Recorded data

--------------------------------------------------

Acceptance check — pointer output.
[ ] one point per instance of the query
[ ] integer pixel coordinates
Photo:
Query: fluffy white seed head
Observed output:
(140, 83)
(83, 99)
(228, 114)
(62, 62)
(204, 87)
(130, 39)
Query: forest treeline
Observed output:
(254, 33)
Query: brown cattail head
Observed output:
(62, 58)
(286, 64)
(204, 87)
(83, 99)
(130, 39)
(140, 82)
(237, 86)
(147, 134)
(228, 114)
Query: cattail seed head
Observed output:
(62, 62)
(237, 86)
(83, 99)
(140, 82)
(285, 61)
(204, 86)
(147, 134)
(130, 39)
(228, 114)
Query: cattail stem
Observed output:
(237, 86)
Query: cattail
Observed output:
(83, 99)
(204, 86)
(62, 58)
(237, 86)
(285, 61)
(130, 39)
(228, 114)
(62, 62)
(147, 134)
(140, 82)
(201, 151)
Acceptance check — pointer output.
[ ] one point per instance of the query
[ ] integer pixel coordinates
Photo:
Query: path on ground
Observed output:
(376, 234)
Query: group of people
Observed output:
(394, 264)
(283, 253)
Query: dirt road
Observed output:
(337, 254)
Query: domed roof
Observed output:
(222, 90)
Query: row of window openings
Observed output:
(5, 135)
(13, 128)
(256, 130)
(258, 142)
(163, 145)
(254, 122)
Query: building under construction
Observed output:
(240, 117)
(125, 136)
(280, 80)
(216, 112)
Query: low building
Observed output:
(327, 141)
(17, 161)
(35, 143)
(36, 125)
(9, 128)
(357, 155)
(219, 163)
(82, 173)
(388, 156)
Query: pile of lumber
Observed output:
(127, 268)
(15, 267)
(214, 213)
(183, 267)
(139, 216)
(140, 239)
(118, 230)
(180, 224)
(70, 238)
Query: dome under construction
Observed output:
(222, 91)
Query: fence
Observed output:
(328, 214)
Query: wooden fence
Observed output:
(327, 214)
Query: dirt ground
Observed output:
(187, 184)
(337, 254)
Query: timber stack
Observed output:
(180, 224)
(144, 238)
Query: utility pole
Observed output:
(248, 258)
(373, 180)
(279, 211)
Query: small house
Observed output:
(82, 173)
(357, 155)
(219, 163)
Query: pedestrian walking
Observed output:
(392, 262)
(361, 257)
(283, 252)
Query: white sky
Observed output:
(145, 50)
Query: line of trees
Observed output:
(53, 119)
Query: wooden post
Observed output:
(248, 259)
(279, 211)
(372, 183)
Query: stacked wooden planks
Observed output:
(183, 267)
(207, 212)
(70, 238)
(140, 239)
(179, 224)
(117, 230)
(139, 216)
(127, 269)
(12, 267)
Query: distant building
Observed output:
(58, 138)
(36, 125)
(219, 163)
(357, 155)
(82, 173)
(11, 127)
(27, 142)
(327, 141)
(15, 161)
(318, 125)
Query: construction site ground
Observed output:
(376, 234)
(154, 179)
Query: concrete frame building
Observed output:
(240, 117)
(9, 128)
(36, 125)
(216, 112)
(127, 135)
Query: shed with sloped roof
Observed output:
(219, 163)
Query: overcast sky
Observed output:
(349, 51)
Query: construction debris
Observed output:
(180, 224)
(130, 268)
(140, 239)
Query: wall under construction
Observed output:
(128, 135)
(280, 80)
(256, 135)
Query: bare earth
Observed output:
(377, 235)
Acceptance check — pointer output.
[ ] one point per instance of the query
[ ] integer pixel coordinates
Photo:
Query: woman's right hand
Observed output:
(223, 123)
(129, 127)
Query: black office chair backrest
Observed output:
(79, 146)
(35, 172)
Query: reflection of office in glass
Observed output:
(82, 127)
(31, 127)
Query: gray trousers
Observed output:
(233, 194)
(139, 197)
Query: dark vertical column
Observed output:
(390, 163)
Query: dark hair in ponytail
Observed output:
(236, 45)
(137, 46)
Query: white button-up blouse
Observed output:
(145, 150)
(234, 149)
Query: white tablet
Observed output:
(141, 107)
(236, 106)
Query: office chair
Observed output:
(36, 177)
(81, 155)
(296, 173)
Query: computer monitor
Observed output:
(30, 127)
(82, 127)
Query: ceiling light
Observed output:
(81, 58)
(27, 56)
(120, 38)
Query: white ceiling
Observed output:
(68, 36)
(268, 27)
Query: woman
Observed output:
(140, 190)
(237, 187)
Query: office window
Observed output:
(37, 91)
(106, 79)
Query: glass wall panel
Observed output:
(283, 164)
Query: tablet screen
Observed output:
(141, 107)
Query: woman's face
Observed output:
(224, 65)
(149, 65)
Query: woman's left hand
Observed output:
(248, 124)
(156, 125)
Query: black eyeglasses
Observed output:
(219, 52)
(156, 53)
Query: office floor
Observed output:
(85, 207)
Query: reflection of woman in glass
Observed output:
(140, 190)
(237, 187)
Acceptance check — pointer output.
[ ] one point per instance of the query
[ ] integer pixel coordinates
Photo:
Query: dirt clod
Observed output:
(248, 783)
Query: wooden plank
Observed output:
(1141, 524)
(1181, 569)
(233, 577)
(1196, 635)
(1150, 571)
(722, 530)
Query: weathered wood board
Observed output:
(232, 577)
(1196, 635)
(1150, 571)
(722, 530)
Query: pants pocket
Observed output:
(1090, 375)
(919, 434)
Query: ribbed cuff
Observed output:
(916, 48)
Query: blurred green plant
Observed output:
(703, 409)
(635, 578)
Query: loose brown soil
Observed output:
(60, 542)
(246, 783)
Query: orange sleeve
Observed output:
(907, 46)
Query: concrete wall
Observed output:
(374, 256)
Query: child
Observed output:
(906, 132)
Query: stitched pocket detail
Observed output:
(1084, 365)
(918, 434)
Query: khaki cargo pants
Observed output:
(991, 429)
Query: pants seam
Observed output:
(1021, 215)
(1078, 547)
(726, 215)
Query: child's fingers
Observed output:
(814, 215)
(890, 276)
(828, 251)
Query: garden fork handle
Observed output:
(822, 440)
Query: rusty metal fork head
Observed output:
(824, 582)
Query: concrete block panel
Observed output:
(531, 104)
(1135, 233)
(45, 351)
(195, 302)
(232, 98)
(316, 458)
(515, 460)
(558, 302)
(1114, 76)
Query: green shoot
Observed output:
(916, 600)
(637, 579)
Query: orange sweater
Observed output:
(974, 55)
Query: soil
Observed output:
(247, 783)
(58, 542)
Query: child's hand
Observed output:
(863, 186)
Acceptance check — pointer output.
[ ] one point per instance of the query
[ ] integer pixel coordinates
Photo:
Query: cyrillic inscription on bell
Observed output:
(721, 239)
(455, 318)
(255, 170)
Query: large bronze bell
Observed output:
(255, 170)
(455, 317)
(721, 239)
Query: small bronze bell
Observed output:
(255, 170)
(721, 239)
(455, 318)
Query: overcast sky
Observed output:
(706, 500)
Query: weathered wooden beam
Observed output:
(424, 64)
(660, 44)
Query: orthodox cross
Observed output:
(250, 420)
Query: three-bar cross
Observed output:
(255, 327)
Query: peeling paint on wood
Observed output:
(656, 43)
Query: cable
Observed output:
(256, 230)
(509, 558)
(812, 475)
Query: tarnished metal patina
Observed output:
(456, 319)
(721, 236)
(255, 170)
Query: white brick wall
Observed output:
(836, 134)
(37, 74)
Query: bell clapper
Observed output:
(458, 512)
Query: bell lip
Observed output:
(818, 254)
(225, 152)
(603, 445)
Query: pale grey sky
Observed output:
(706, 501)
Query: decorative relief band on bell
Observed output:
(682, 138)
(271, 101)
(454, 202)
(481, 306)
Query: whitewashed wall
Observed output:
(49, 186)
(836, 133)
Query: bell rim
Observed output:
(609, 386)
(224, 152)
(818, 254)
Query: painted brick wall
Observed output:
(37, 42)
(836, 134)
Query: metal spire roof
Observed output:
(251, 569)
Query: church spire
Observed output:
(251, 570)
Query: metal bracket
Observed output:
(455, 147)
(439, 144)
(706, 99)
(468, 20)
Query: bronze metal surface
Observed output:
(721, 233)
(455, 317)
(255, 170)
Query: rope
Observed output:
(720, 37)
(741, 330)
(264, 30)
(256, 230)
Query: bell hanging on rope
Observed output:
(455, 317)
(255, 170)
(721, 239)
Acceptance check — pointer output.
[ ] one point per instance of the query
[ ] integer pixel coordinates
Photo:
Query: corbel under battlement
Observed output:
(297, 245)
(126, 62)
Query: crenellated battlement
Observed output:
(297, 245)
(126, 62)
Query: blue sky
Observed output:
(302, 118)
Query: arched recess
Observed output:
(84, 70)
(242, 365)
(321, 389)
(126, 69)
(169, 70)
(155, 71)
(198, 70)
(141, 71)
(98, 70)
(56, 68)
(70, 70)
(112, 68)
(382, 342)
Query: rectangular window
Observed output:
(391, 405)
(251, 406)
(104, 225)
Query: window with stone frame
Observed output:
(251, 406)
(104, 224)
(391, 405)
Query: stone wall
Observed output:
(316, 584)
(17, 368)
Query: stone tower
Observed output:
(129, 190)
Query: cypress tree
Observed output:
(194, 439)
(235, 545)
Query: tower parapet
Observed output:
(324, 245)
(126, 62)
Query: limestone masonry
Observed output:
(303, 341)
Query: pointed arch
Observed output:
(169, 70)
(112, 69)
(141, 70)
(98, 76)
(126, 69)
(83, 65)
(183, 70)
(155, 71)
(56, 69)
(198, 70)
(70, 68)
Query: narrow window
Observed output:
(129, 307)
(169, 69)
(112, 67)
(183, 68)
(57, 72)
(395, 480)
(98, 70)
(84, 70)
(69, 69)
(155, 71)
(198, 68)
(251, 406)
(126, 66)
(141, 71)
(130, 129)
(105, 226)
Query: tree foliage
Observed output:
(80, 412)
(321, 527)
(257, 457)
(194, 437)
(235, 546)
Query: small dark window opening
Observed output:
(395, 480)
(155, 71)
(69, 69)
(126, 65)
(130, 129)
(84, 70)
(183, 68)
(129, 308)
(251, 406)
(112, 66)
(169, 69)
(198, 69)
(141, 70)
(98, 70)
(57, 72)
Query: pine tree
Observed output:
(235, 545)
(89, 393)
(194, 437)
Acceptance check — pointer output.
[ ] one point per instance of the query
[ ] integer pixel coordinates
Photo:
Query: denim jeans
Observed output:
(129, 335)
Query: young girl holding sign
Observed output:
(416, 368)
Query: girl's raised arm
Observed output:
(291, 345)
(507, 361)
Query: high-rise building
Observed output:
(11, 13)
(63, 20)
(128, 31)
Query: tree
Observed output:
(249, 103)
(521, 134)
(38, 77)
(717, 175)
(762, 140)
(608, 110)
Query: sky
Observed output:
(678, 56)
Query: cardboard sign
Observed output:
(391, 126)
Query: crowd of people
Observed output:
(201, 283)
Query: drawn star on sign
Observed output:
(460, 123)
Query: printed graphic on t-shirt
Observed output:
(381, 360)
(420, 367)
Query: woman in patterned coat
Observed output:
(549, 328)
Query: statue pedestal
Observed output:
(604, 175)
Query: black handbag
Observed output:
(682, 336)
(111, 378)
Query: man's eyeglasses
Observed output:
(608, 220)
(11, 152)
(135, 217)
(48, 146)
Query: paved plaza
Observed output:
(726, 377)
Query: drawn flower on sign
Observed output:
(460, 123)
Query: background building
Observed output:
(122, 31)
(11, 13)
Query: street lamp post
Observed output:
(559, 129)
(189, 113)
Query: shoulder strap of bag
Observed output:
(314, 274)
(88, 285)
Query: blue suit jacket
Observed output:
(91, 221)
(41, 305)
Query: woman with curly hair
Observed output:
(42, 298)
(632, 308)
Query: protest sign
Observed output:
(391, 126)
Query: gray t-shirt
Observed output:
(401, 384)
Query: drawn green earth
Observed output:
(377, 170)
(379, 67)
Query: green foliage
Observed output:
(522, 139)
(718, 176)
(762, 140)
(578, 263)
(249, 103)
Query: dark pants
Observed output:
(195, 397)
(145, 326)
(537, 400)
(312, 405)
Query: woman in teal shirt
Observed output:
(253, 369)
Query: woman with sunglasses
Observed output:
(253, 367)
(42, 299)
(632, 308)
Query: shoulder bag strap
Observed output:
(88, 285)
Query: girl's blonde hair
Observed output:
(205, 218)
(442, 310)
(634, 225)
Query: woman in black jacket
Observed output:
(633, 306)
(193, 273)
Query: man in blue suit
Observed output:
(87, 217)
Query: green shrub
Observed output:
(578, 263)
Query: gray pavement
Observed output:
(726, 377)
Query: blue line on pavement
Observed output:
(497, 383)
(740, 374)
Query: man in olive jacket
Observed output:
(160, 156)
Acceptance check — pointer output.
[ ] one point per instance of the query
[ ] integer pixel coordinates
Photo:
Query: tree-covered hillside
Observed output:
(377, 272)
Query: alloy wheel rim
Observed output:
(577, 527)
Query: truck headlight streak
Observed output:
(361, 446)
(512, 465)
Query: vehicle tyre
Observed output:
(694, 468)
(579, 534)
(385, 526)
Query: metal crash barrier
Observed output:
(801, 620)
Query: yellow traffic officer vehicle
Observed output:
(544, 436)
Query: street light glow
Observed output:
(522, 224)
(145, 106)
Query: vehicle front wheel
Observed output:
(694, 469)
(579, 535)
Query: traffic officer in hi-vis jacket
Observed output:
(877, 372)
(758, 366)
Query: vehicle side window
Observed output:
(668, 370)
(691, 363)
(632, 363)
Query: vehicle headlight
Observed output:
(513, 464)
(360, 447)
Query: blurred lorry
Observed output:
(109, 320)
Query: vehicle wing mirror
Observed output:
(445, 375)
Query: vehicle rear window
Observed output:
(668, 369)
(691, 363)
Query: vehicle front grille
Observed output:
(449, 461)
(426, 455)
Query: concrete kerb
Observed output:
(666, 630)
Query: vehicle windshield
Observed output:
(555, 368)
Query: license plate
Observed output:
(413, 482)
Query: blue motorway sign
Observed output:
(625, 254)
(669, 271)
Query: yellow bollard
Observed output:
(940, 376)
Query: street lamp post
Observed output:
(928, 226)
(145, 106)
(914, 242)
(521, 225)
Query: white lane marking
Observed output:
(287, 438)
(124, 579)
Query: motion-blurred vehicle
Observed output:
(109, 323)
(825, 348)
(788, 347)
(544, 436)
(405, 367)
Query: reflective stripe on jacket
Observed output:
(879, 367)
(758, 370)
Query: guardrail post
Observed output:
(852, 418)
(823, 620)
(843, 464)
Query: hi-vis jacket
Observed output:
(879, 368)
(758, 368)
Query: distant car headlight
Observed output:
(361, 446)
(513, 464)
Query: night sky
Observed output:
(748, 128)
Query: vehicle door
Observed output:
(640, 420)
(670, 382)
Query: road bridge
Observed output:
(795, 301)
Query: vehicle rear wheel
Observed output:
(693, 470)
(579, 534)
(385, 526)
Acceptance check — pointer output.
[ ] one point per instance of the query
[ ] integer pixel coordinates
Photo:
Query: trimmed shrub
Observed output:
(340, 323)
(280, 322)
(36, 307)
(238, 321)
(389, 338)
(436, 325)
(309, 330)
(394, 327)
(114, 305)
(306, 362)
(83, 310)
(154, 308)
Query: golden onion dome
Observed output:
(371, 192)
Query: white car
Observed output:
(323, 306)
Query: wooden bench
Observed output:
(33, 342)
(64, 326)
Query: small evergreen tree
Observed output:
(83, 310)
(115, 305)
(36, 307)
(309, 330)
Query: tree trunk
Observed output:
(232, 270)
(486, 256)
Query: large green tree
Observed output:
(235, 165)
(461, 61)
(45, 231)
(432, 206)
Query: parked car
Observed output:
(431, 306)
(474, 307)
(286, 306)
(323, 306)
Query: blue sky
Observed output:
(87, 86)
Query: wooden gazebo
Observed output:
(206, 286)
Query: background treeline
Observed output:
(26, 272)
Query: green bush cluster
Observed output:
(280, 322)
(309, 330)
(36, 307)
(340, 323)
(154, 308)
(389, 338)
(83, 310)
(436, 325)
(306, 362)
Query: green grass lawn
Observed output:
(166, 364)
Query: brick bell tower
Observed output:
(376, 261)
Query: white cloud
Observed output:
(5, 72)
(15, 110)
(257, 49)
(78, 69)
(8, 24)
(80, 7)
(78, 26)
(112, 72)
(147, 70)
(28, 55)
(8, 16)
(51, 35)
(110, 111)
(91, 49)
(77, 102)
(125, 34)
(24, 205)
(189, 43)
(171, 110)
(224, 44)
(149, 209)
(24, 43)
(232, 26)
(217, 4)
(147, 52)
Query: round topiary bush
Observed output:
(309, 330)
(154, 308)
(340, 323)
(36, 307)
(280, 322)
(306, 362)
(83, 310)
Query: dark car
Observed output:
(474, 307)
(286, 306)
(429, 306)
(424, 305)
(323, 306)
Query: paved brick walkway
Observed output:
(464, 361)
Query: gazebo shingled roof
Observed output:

--------------------------------------------------

Short task:
Recast the items above, from the line with "Query: white car" through the last line of the items, as a Markdown table with the columns Row and Line. Give each line its own numbered row and leave out blank lines.

Solution below:
| Row | Line |
|---|---|
| 1 | Query: white car |
| 2 | Observed output: |
| 3 | (323, 306) |
| 4 | Query: wooden bench |
| 5 | Observed output: |
| 6 | (33, 342) |
| 7 | (64, 326) |
| 8 | Query: small evergreen tree |
| 9 | Observed output: |
| 10 | (83, 310) |
| 11 | (115, 305) |
| 12 | (36, 307) |
| 13 | (309, 330) |
| 14 | Query: tree trunk |
| 15 | Observed output: |
| 16 | (232, 270) |
| 17 | (486, 256) |
| 18 | Query: large green tree |
| 19 | Observed output: |
| 20 | (235, 165) |
| 21 | (461, 61) |
| 22 | (45, 231) |
| 23 | (432, 206) |
| 24 | Query: parked car |
| 25 | Observed output: |
| 26 | (431, 306) |
| 27 | (474, 307) |
| 28 | (286, 306) |
| 29 | (323, 306) |
| 30 | Query: blue sky |
| 31 | Observed output: |
| 32 | (87, 86) |
| 33 | Query: wooden gazebo |
| 34 | Observed output: |
| 35 | (206, 286) |
| 36 | Query: background treeline |
| 37 | Observed output: |
| 38 | (26, 272) |
| 39 | Query: green bush cluster |
| 40 | Observed output: |
| 41 | (280, 322) |
| 42 | (309, 330) |
| 43 | (36, 307) |
| 44 | (340, 323) |
| 45 | (154, 308) |
| 46 | (389, 338) |
| 47 | (83, 310) |
| 48 | (436, 325) |
| 49 | (306, 362) |
| 50 | Query: green grass lawn |
| 51 | Observed output: |
| 52 | (166, 364) |
| 53 | Query: brick bell tower |
| 54 | Observed output: |
| 55 | (376, 261) |
| 56 | Query: white cloud |
| 57 | Observed output: |
| 58 | (5, 72) |
| 59 | (15, 110) |
| 60 | (257, 49) |
| 61 | (78, 69) |
| 62 | (8, 24) |
| 63 | (80, 7) |
| 64 | (78, 26) |
| 65 | (112, 72) |
| 66 | (147, 70) |
| 67 | (28, 55) |
| 68 | (8, 16) |
| 69 | (51, 35) |
| 70 | (110, 111) |
| 71 | (91, 49) |
| 72 | (77, 102) |
| 73 | (125, 34) |
| 74 | (24, 205) |
| 75 | (189, 43) |
| 76 | (171, 110) |
| 77 | (224, 44) |
| 78 | (149, 209) |
| 79 | (24, 43) |
| 80 | (232, 26) |
| 81 | (217, 4) |
| 82 | (147, 52) |
| 83 | Query: round topiary bush |
| 84 | Observed output: |
| 85 | (309, 330) |
| 86 | (154, 308) |
| 87 | (340, 323) |
| 88 | (36, 307) |
| 89 | (280, 322) |
| 90 | (306, 362) |
| 91 | (83, 310) |
| 92 | Query: dark car |
| 93 | Observed output: |
| 94 | (474, 307) |
| 95 | (286, 306) |
| 96 | (429, 306) |
| 97 | (424, 305) |
| 98 | (323, 306) |
| 99 | Query: paved brick walkway |
| 100 | Observed output: |
| 101 | (464, 361) |
| 102 | Query: gazebo shingled roof |
| 103 | Observed output: |